Pick out each line below that contains the word "rainbow", matching upper and lower case exactly, and copy those lines.
___ Data ___
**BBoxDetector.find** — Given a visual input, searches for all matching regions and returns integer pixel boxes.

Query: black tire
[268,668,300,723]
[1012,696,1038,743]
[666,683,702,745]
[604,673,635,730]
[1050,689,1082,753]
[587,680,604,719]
___
___ Data ___
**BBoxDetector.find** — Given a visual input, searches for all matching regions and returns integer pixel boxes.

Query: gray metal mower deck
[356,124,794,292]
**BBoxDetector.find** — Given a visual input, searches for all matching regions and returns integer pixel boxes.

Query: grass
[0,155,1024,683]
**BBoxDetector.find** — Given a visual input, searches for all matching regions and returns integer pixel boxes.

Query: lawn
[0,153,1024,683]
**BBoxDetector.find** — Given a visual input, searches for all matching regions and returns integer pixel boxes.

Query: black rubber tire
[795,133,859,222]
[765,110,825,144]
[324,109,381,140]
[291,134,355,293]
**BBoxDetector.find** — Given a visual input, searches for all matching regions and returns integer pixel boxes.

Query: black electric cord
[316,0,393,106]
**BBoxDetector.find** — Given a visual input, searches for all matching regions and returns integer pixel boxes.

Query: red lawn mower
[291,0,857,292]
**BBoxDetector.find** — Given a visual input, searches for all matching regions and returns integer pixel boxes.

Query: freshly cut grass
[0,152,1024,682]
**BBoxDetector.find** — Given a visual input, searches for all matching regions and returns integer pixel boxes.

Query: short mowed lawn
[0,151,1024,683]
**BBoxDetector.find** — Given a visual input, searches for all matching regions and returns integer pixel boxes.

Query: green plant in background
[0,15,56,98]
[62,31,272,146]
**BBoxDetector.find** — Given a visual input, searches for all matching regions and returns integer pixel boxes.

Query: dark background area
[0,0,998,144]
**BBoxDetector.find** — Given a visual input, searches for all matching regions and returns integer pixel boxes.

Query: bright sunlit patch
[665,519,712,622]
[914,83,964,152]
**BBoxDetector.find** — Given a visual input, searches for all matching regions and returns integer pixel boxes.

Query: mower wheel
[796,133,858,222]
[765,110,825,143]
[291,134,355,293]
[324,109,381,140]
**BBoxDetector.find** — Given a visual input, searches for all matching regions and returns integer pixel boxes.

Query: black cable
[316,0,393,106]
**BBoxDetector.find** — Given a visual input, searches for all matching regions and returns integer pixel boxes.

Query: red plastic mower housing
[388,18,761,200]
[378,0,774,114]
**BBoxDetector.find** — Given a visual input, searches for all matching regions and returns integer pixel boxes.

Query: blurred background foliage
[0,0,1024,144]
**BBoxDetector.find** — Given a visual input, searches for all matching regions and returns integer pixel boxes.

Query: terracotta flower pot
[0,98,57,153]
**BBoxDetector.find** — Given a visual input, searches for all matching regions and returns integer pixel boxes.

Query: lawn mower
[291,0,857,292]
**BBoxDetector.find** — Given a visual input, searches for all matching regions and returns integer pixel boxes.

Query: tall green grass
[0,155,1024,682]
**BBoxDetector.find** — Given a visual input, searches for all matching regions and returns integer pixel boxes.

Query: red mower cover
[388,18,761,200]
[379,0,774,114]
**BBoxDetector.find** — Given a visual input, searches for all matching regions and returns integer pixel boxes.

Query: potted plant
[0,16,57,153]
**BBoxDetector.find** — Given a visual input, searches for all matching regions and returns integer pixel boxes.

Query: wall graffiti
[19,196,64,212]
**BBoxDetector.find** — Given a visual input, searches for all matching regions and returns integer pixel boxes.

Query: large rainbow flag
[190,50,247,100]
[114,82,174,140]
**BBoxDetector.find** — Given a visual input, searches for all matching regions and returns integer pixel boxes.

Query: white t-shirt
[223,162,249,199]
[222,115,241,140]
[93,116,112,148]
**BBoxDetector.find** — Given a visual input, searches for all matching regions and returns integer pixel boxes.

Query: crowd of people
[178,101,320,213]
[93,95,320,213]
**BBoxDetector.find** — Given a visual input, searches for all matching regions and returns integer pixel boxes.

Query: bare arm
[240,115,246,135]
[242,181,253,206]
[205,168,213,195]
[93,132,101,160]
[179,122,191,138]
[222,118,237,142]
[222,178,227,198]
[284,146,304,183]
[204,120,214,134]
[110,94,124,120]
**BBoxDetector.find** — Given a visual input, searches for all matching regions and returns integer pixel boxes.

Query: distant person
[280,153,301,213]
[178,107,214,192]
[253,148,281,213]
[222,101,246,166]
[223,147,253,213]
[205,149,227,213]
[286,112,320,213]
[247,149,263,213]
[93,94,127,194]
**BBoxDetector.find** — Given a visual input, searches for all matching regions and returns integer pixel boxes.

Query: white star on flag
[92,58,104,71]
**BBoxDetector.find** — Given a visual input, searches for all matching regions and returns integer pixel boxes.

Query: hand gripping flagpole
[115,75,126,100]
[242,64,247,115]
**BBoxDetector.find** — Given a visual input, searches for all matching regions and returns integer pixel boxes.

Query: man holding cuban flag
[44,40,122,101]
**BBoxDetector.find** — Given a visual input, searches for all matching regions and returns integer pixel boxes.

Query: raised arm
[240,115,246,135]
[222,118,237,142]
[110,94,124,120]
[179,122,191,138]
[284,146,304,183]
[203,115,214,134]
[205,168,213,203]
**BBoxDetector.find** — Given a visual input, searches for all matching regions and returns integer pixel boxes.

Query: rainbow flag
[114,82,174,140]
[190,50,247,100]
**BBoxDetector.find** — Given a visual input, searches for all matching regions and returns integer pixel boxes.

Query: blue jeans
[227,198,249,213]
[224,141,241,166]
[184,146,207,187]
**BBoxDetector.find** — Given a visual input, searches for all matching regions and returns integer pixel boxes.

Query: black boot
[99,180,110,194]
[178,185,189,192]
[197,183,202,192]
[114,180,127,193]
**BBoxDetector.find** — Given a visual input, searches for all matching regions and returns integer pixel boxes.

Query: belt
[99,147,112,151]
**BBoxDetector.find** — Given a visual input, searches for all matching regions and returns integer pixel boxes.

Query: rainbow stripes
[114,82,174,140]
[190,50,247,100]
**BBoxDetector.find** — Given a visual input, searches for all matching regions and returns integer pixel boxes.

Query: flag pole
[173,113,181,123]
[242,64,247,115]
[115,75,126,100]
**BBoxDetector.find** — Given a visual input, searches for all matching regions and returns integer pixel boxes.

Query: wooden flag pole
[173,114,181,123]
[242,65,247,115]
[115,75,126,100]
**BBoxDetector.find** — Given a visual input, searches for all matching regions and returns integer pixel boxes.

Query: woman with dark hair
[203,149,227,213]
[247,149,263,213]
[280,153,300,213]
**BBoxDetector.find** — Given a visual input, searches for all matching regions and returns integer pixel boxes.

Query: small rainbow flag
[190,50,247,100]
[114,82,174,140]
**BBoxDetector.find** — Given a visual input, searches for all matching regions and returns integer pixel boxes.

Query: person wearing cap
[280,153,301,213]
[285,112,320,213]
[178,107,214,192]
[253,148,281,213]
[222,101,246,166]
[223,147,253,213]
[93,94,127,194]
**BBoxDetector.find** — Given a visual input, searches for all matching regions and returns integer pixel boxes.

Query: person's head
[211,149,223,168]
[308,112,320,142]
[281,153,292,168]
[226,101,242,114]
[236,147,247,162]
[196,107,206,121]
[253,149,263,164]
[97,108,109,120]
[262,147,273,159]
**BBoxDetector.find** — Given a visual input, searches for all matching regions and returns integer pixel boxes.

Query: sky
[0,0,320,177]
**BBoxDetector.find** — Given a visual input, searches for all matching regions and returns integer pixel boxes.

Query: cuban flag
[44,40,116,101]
___
___ Data ___
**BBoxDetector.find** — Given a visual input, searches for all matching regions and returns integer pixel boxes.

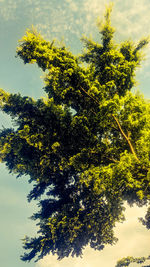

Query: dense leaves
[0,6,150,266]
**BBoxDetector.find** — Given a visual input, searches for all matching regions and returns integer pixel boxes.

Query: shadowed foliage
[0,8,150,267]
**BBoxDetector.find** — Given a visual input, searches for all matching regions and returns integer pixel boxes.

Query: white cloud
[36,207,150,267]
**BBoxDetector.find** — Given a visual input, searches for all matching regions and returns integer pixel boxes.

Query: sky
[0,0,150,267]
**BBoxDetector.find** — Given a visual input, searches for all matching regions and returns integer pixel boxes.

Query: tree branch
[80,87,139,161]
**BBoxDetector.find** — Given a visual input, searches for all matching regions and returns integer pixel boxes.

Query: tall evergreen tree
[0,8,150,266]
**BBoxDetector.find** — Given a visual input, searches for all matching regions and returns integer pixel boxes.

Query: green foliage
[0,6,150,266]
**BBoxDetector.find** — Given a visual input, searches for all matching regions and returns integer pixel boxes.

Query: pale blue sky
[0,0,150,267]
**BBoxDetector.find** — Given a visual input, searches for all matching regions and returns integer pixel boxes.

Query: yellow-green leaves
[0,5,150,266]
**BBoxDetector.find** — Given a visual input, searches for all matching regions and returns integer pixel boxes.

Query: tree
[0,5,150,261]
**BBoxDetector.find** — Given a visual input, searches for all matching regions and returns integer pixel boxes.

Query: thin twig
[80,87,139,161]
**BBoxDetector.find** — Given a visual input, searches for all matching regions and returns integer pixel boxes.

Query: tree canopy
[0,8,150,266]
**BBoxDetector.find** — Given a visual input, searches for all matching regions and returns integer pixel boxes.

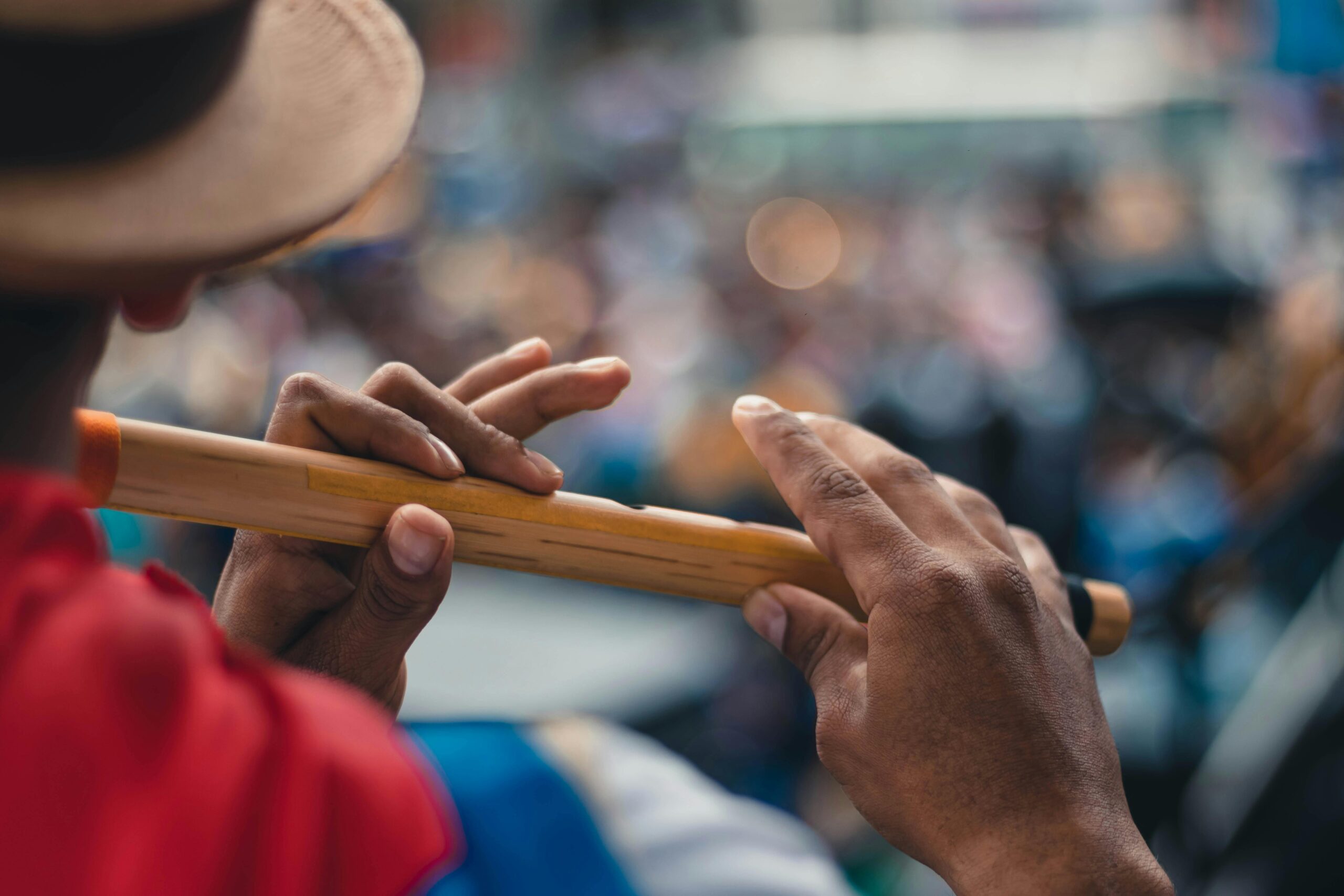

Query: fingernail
___
### Solution to the problem
Query: large rainbow flag
Query: rainbow flag
Query: rainbow stripes
Query: small rainbow flag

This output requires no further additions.